** Start of Supplied data **

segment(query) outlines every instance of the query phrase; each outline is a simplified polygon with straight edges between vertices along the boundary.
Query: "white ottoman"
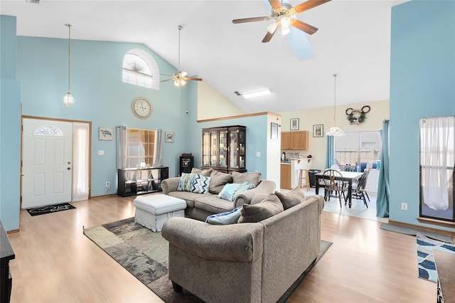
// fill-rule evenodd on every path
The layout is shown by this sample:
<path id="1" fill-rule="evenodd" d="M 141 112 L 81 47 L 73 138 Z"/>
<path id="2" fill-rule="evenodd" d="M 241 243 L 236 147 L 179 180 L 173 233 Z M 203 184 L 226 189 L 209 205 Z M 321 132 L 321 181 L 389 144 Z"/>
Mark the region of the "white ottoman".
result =
<path id="1" fill-rule="evenodd" d="M 172 217 L 184 217 L 185 200 L 167 195 L 139 196 L 134 199 L 134 222 L 154 232 L 161 231 L 163 224 Z"/>

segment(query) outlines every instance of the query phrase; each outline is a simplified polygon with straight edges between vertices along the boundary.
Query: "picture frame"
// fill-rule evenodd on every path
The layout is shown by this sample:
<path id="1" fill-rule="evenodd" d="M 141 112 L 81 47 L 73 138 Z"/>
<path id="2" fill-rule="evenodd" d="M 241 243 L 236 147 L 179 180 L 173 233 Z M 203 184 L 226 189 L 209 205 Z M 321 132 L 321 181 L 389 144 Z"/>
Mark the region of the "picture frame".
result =
<path id="1" fill-rule="evenodd" d="M 167 143 L 173 143 L 173 132 L 164 132 L 164 142 Z"/>
<path id="2" fill-rule="evenodd" d="M 278 123 L 270 124 L 270 139 L 278 139 Z"/>
<path id="3" fill-rule="evenodd" d="M 114 129 L 112 127 L 99 127 L 98 139 L 102 141 L 112 141 L 113 138 Z"/>
<path id="4" fill-rule="evenodd" d="M 324 137 L 324 125 L 315 124 L 313 125 L 313 137 Z"/>
<path id="5" fill-rule="evenodd" d="M 299 130 L 299 118 L 291 119 L 291 130 Z"/>

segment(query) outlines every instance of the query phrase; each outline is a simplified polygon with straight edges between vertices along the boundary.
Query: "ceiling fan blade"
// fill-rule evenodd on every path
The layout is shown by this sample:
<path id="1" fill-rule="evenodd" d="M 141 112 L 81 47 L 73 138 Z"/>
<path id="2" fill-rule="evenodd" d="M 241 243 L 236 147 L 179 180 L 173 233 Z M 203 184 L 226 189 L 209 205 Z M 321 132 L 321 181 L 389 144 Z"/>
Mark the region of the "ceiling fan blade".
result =
<path id="1" fill-rule="evenodd" d="M 310 9 L 313 9 L 321 4 L 323 4 L 326 2 L 328 2 L 331 0 L 309 0 L 306 2 L 301 3 L 294 7 L 297 14 L 302 11 L 308 11 Z"/>
<path id="2" fill-rule="evenodd" d="M 264 17 L 253 17 L 253 18 L 244 18 L 242 19 L 234 19 L 232 20 L 232 23 L 245 23 L 246 22 L 256 22 L 256 21 L 264 21 L 269 20 L 270 17 L 268 16 Z"/>
<path id="3" fill-rule="evenodd" d="M 264 38 L 262 39 L 262 43 L 267 43 L 267 42 L 269 42 L 272 39 L 272 37 L 273 37 L 273 35 L 277 32 L 277 30 L 278 29 L 279 27 L 279 26 L 277 26 L 277 28 L 275 28 L 273 33 L 270 33 L 269 31 L 267 31 L 267 33 L 265 34 L 265 36 L 264 36 Z"/>
<path id="4" fill-rule="evenodd" d="M 279 2 L 279 0 L 269 0 L 270 2 L 270 5 L 274 9 L 279 9 L 282 7 L 282 4 Z"/>
<path id="5" fill-rule="evenodd" d="M 296 28 L 299 28 L 301 31 L 304 31 L 309 35 L 312 35 L 318 31 L 318 28 L 311 26 L 305 22 L 302 22 L 300 20 L 293 19 L 294 21 L 291 21 L 291 26 L 295 27 Z"/>
<path id="6" fill-rule="evenodd" d="M 289 29 L 291 32 L 286 35 L 284 38 L 297 59 L 299 61 L 302 61 L 314 58 L 316 53 L 308 41 L 306 33 L 293 26 L 289 27 Z"/>

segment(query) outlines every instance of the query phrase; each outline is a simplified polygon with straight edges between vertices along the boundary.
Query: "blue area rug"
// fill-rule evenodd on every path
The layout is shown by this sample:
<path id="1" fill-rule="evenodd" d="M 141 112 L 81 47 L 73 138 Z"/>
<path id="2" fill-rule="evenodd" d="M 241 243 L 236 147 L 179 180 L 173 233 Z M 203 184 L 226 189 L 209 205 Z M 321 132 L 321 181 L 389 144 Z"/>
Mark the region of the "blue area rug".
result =
<path id="1" fill-rule="evenodd" d="M 416 236 L 417 245 L 417 268 L 419 277 L 436 282 L 437 272 L 434 265 L 433 250 L 455 253 L 455 245 L 425 237 L 421 233 Z"/>

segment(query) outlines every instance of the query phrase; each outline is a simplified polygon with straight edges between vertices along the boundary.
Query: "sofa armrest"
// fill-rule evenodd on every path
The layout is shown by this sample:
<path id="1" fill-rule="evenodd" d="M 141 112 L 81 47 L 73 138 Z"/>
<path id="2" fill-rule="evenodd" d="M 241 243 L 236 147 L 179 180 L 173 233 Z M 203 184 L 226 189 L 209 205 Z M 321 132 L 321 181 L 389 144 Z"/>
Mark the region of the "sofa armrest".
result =
<path id="1" fill-rule="evenodd" d="M 257 186 L 250 189 L 235 197 L 234 208 L 242 206 L 243 204 L 250 204 L 253 196 L 257 193 L 270 193 L 275 191 L 275 182 L 272 180 L 262 180 Z"/>
<path id="2" fill-rule="evenodd" d="M 161 189 L 163 190 L 163 193 L 167 195 L 171 191 L 177 191 L 180 178 L 181 177 L 174 177 L 163 180 L 161 181 Z"/>
<path id="3" fill-rule="evenodd" d="M 262 255 L 263 227 L 258 223 L 211 225 L 188 218 L 168 220 L 161 235 L 169 243 L 200 257 L 254 262 Z"/>

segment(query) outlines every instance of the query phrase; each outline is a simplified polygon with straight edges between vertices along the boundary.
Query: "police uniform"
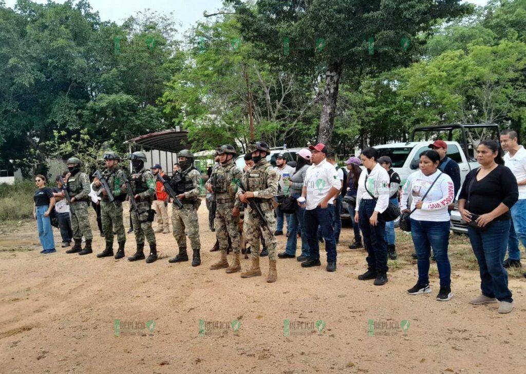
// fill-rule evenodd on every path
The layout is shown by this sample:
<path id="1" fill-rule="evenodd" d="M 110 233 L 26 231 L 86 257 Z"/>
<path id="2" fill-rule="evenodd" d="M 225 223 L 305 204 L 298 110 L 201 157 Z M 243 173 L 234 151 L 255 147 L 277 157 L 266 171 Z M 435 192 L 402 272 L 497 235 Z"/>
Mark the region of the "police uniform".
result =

** End of Supplied data **

◆ What you have to do: Reproduce all of the material above word for word. Omit the pictures.

◆ Finished task:
segment(query) outlines every instance of the query phrase; each outline is a simplified polygon with straight edges between vertices along the boundary.
Query: "white ottoman"
// fill-rule evenodd on every path
The layout is shown by this sample:
<path id="1" fill-rule="evenodd" d="M 141 112 L 81 47 L 73 138 Z"/>
<path id="2" fill-rule="evenodd" d="M 241 243 L 236 147 L 179 180 L 173 233 Z M 203 184 L 226 189 L 209 205 Z M 321 132 L 321 181 L 389 144 Z"/>
Mark the region of the "white ottoman".
result =
<path id="1" fill-rule="evenodd" d="M 172 217 L 184 217 L 185 200 L 167 195 L 139 196 L 134 199 L 134 222 L 154 232 L 161 231 L 163 224 Z"/>

segment(query) outlines every instance of the query phrase; each outline is a simplified polygon with straight edges between vertices along the boundary.
Query: "picture frame"
// fill-rule evenodd on every path
The layout is shown by this sample:
<path id="1" fill-rule="evenodd" d="M 141 112 L 81 47 L 73 138 Z"/>
<path id="2" fill-rule="evenodd" d="M 241 243 L 236 147 L 179 180 L 173 233 Z M 203 184 L 226 189 L 209 205 Z M 321 132 L 321 181 L 389 144 Z"/>
Mark the region of the "picture frame".
result =
<path id="1" fill-rule="evenodd" d="M 167 143 L 173 143 L 173 132 L 164 132 L 164 142 Z"/>
<path id="2" fill-rule="evenodd" d="M 278 123 L 270 124 L 270 139 L 278 139 Z"/>
<path id="3" fill-rule="evenodd" d="M 114 129 L 112 127 L 99 127 L 98 139 L 102 141 L 112 141 L 113 138 Z"/>
<path id="4" fill-rule="evenodd" d="M 324 137 L 324 125 L 315 124 L 313 125 L 313 137 Z"/>
<path id="5" fill-rule="evenodd" d="M 299 130 L 299 118 L 291 119 L 291 130 Z"/>

segment(query) outlines every instance of the query phrase; each outline is a simplified polygon with straight edges between vertices along the boundary.
Query: "ceiling fan blade"
// fill-rule evenodd on every path
The layout is shown by this sample:
<path id="1" fill-rule="evenodd" d="M 141 112 L 81 47 L 73 138 Z"/>
<path id="2" fill-rule="evenodd" d="M 241 243 L 236 147 L 179 180 L 173 233 Z M 203 184 L 226 189 L 209 205 Z M 321 132 L 321 181 L 389 144 Z"/>
Mark the region of the "ceiling fan blade".
result =
<path id="1" fill-rule="evenodd" d="M 310 9 L 313 9 L 321 4 L 323 4 L 326 2 L 328 2 L 331 0 L 309 0 L 306 2 L 301 3 L 294 7 L 297 14 L 302 11 L 308 11 Z"/>
<path id="2" fill-rule="evenodd" d="M 264 17 L 253 17 L 253 18 L 244 18 L 242 19 L 234 19 L 232 20 L 232 23 L 245 23 L 246 22 L 256 22 L 256 21 L 264 21 L 269 20 L 270 17 L 268 16 Z"/>
<path id="3" fill-rule="evenodd" d="M 264 38 L 262 39 L 262 43 L 267 43 L 267 42 L 269 42 L 272 39 L 272 37 L 273 37 L 273 35 L 277 32 L 277 30 L 278 29 L 279 27 L 279 26 L 277 26 L 277 28 L 275 28 L 273 33 L 270 33 L 269 31 L 267 31 L 267 33 L 265 34 L 265 36 L 264 36 Z"/>
<path id="4" fill-rule="evenodd" d="M 279 2 L 279 0 L 269 0 L 270 2 L 270 5 L 274 9 L 279 9 L 282 7 L 282 4 Z"/>
<path id="5" fill-rule="evenodd" d="M 296 28 L 299 28 L 301 31 L 304 31 L 309 35 L 312 35 L 318 31 L 318 28 L 311 26 L 305 22 L 302 22 L 300 20 L 293 19 L 294 21 L 291 21 L 291 26 L 295 27 Z"/>
<path id="6" fill-rule="evenodd" d="M 289 29 L 291 32 L 286 35 L 284 38 L 297 59 L 299 61 L 302 61 L 314 58 L 316 53 L 308 41 L 306 33 L 293 26 L 289 27 Z"/>

segment(query) outlines every instance of the query phrase; each outline is a simplified polygon with straight edges between vertices along the boundary.
Query: "blue area rug"
// fill-rule evenodd on every path
The layout is shown by this sample:
<path id="1" fill-rule="evenodd" d="M 141 112 L 81 47 L 73 138 Z"/>
<path id="2" fill-rule="evenodd" d="M 241 243 L 236 147 L 179 180 L 173 233 Z M 203 184 L 226 189 L 209 205 Z M 321 132 L 321 181 L 389 144 Z"/>
Mark the region of the "blue area rug".
result =
<path id="1" fill-rule="evenodd" d="M 416 236 L 417 245 L 417 268 L 419 277 L 436 282 L 437 272 L 434 265 L 433 250 L 455 253 L 455 245 L 425 237 L 421 233 Z"/>

segment(query) outlines every instance of the query phrase; each outline is a simplified polygon with straight edges between vertices along the boundary.
Query: "sofa armrest"
// fill-rule evenodd on every path
The layout is shown by this sample:
<path id="1" fill-rule="evenodd" d="M 141 112 L 81 47 L 73 138 Z"/>
<path id="2" fill-rule="evenodd" d="M 241 243 L 236 147 L 179 180 L 173 233 Z M 203 184 L 226 189 L 209 205 Z M 321 132 L 321 181 L 389 144 Z"/>
Mark the region of the "sofa armrest".
result =
<path id="1" fill-rule="evenodd" d="M 257 186 L 250 189 L 235 197 L 234 208 L 242 206 L 243 204 L 250 204 L 253 196 L 257 193 L 270 193 L 275 191 L 275 182 L 272 180 L 262 180 Z"/>
<path id="2" fill-rule="evenodd" d="M 161 189 L 163 190 L 163 193 L 167 195 L 171 191 L 177 191 L 180 178 L 181 177 L 174 177 L 163 180 L 161 181 Z"/>
<path id="3" fill-rule="evenodd" d="M 262 255 L 263 227 L 258 223 L 211 225 L 188 218 L 168 220 L 161 235 L 169 243 L 200 257 L 254 262 Z"/>

segment(query) outlines every instance of the query phrase; each outline is a simplified polygon with straight edges between vertices along the boundary.
Query: "police uniform"
// fill-rule evenodd on every path
The layout is shown by this sample:
<path id="1" fill-rule="evenodd" d="M 110 233 L 26 231 L 86 257 Z"/>
<path id="2" fill-rule="evenodd" d="M 225 223 L 305 204 L 298 110 L 201 157 Z M 243 173 L 234 151 L 255 147 L 277 157 L 266 171 Z M 435 192 L 402 272 L 497 235 Z"/>
Mark the region of the "police uniform".
result =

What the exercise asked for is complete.